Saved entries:

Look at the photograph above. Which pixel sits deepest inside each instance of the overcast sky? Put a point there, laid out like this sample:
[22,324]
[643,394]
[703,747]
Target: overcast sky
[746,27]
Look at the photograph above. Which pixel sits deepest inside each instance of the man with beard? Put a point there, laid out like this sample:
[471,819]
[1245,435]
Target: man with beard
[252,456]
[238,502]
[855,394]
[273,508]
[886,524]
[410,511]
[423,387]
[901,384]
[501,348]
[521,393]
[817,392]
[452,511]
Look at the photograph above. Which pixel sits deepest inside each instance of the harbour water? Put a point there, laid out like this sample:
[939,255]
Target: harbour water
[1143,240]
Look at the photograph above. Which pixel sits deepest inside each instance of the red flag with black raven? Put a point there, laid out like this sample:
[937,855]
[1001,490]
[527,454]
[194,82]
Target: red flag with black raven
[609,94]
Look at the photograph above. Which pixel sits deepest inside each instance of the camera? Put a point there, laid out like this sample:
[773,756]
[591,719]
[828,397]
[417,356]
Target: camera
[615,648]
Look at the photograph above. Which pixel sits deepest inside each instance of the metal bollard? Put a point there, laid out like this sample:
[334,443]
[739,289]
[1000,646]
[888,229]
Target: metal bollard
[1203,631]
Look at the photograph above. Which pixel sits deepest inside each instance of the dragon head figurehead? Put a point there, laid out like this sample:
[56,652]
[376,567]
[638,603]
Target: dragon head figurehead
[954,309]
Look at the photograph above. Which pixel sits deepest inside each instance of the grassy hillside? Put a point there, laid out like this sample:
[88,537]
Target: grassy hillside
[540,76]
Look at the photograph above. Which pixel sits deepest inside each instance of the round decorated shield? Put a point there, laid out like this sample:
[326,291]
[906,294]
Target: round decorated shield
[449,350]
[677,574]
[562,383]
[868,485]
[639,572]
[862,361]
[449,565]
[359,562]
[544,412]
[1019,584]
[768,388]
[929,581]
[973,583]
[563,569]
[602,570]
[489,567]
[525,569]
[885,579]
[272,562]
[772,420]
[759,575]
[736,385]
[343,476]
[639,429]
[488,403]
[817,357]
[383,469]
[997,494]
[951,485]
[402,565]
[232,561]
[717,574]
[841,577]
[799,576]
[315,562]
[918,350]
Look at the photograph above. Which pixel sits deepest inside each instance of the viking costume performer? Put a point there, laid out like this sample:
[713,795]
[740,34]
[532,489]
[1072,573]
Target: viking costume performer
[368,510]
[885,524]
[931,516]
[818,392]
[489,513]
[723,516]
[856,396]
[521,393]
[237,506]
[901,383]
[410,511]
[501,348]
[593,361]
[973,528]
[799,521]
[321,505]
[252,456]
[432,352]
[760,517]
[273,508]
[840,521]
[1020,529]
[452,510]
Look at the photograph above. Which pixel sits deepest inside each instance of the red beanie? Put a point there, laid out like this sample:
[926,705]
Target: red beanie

■ **What needs to be done**
Report every line in the data that holds "beanie", copying each one.

■ **Task solution**
Look at the photograph above. Which pixel sits deepest inside each instance of the red beanie? Put a point there, laid out like this sample:
Target: red beanie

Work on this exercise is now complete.